◆ Action item: After locating the line with "Target: wooden coffee table" in the data that follows, return it and every later line exactly, up to and including the line with "Each instance of the gray armchair armrest".

◆ Extracted information:
============================================================

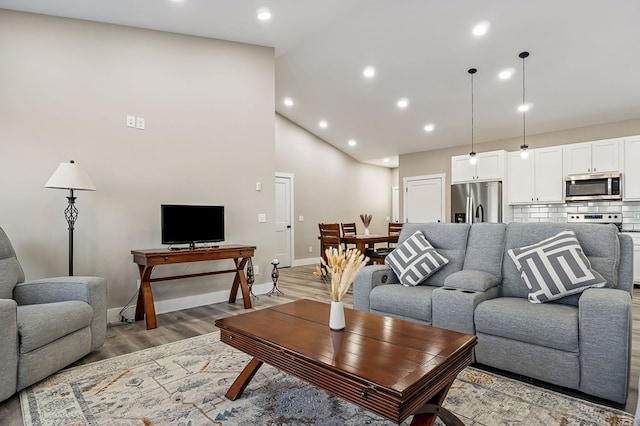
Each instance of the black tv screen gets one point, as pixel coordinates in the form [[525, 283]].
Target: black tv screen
[[184, 224]]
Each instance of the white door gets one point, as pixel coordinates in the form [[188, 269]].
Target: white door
[[395, 204], [424, 199], [284, 233]]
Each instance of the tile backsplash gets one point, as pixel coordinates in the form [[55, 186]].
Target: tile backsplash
[[558, 212]]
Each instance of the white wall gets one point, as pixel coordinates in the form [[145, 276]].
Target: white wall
[[65, 89], [329, 186]]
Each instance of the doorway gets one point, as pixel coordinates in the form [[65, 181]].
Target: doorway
[[284, 213], [424, 198]]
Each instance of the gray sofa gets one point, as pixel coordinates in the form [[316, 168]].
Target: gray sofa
[[46, 324], [580, 342]]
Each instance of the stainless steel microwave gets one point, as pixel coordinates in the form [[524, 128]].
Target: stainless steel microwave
[[603, 186]]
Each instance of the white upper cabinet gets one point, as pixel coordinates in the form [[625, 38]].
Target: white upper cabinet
[[631, 174], [490, 166], [536, 179], [592, 157]]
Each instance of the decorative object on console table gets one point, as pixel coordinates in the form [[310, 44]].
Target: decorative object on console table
[[71, 177], [251, 278], [275, 274], [342, 267], [366, 221]]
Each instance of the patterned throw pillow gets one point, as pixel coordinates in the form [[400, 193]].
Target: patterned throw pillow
[[555, 268], [414, 260]]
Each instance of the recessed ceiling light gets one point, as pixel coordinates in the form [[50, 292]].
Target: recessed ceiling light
[[480, 29], [264, 14], [506, 74], [369, 72]]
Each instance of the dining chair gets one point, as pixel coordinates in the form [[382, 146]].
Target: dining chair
[[329, 237]]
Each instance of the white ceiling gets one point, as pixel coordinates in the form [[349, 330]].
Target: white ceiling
[[583, 69]]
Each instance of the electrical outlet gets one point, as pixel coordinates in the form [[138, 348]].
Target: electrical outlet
[[131, 121]]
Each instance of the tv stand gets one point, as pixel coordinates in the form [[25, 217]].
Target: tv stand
[[147, 259]]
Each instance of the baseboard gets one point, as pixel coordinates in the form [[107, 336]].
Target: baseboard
[[307, 261], [180, 303]]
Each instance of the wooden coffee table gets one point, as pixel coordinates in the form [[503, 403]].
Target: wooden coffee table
[[391, 367]]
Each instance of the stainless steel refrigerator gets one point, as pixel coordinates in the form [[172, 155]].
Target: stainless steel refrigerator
[[476, 202]]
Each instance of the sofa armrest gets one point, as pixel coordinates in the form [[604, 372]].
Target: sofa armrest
[[368, 278], [92, 290], [605, 342], [8, 348], [472, 280]]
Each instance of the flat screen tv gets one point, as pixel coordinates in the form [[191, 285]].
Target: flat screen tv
[[185, 224]]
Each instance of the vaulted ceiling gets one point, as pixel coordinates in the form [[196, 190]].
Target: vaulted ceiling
[[582, 69]]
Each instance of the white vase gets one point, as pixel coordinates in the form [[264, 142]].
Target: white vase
[[336, 316]]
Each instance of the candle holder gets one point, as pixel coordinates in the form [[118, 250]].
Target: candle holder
[[275, 274], [251, 278]]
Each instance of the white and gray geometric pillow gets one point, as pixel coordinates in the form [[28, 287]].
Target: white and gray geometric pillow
[[555, 267], [415, 259]]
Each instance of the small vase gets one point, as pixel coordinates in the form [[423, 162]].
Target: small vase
[[336, 316]]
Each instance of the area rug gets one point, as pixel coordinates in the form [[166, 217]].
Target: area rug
[[184, 383]]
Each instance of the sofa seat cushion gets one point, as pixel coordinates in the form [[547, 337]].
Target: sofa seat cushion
[[409, 302], [39, 325], [552, 325]]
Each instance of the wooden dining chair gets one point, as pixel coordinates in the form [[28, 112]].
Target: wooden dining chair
[[329, 237]]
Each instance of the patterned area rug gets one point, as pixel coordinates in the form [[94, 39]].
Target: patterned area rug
[[184, 383]]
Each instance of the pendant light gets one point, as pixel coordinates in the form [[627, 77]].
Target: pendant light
[[524, 148], [472, 154]]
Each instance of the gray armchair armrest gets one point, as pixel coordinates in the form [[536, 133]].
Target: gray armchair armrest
[[471, 280], [605, 342], [8, 348], [92, 290], [368, 278]]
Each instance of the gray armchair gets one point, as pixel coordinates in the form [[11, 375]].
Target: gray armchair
[[46, 324]]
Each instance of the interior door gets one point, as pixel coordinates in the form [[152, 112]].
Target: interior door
[[424, 199], [284, 232]]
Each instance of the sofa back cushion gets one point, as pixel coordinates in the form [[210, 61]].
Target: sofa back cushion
[[599, 243], [10, 270], [485, 248], [449, 239]]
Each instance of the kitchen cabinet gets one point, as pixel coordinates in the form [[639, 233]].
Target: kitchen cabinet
[[631, 171], [536, 179], [636, 255], [490, 166], [592, 157]]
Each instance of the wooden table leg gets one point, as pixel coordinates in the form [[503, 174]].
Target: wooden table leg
[[434, 409], [240, 384], [240, 282], [144, 306]]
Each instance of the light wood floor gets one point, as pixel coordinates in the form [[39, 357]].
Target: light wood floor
[[295, 283]]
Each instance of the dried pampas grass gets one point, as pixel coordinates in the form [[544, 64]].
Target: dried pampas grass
[[341, 267]]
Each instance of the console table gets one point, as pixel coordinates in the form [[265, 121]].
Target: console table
[[147, 259]]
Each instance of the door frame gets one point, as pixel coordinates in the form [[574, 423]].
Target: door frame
[[406, 180], [292, 239]]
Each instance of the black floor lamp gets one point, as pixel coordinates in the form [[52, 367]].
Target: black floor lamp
[[70, 176]]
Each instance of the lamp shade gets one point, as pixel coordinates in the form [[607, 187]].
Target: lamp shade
[[70, 176]]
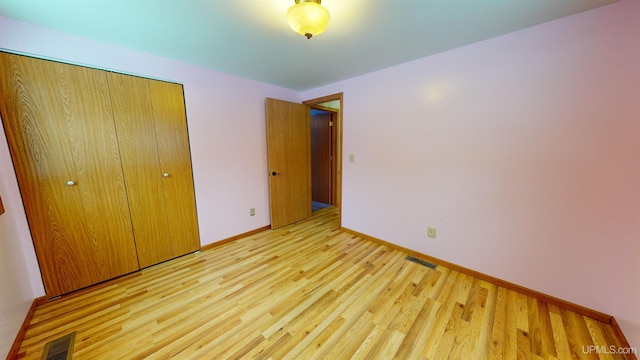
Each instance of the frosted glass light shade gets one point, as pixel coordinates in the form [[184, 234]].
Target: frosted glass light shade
[[308, 18]]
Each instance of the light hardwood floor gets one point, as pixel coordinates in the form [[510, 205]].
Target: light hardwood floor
[[310, 291]]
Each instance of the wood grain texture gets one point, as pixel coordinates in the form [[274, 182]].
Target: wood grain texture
[[289, 155], [59, 127], [133, 114], [170, 121], [310, 291]]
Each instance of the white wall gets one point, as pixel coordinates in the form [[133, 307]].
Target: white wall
[[523, 151], [228, 144]]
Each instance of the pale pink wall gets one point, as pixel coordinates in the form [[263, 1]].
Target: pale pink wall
[[523, 151], [228, 142]]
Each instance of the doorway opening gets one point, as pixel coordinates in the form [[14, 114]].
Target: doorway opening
[[326, 150]]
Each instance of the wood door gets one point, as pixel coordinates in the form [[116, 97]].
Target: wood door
[[60, 130], [133, 113], [289, 162], [170, 121], [321, 157]]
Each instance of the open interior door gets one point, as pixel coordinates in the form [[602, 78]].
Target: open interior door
[[289, 161]]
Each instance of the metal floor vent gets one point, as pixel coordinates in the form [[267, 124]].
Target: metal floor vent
[[60, 348], [421, 262]]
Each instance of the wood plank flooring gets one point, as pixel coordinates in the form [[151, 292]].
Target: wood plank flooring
[[310, 291]]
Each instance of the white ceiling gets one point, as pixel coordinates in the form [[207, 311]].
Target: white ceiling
[[251, 38]]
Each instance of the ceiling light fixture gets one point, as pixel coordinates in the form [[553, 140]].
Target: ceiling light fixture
[[308, 17]]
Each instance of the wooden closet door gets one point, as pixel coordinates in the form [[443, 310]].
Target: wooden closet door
[[59, 126], [175, 160], [139, 151], [151, 124]]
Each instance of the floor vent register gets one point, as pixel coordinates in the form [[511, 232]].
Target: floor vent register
[[421, 262], [60, 348]]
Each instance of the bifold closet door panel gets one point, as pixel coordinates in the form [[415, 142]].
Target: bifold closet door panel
[[133, 115], [175, 160], [60, 130]]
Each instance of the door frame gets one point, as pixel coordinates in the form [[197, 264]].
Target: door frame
[[338, 122]]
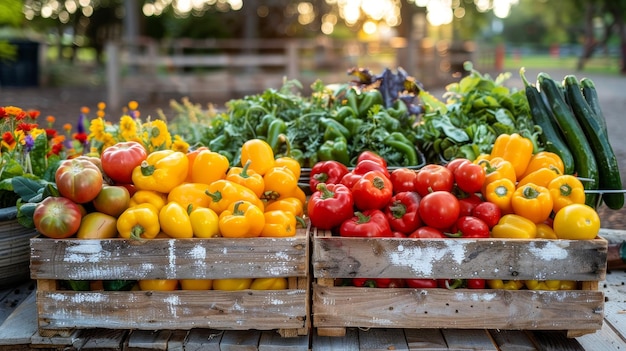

============================================================

◆ Task solution:
Target: wooden coffee table
[[391, 367]]
Each instance of the stainless steel refrigerator gets one point, as pixel coordinates in the form [[172, 155]].
Target: stainless steel refrigerator
[[476, 202]]
Each instance of the sofa armrest gets one point, as pixel coordinates in the form [[604, 372]].
Target: sofa armrest
[[368, 278], [92, 290], [605, 342], [8, 348], [472, 280]]
Each instance of the flat screen tv gets one point, as pixel coordinates in the form [[191, 285]].
Target: flat screen tv
[[185, 224]]
Each instance of the vaulted ceiling gets one point, as pixel coordinates in the form [[196, 190]].
Target: vaulted ceiling
[[582, 69]]
Each instance of the white vase gets one point, as pixel coordinates in the form [[264, 142]].
Target: white vase
[[336, 316]]
Each instance of the candle holder gets one point, as pixel coordinates in the form [[118, 250]].
Target: candle holder
[[275, 274], [251, 278]]
Each instance of the white and gray geometric pillow gets one point, as pixel coordinates in the form [[28, 287]].
Target: white and gray geometric pillow
[[555, 267], [415, 259]]
Each instance of the small vase gets one point, as pixel coordinates in the form [[423, 162]].
Target: small vase
[[336, 316]]
Each instance of the area rug gets one point, as pixel coordinates in the form [[166, 217]].
Target: area rug
[[184, 383]]
Each instance of the sofa seat cushion gets one point, as pixel coordinates in the form [[547, 337]].
Target: sofa seat cushion
[[409, 302], [39, 325], [552, 325]]
Each instance of the wooden dining chair gets one point, as pixel coordinates in the form [[28, 112]].
Target: wooden dining chair
[[329, 237]]
Each instance of the patterned area rug gets one point, as pixel coordinates in the form [[94, 39]].
Target: patterned area rug
[[184, 383]]
Each instance of the pendant light gets one point, as pixel coordinates in the form [[627, 77]].
Target: pendant light
[[524, 148], [472, 154]]
Each instance of the gray armchair armrest gets one point, as pixel coordinates in the form [[536, 133]].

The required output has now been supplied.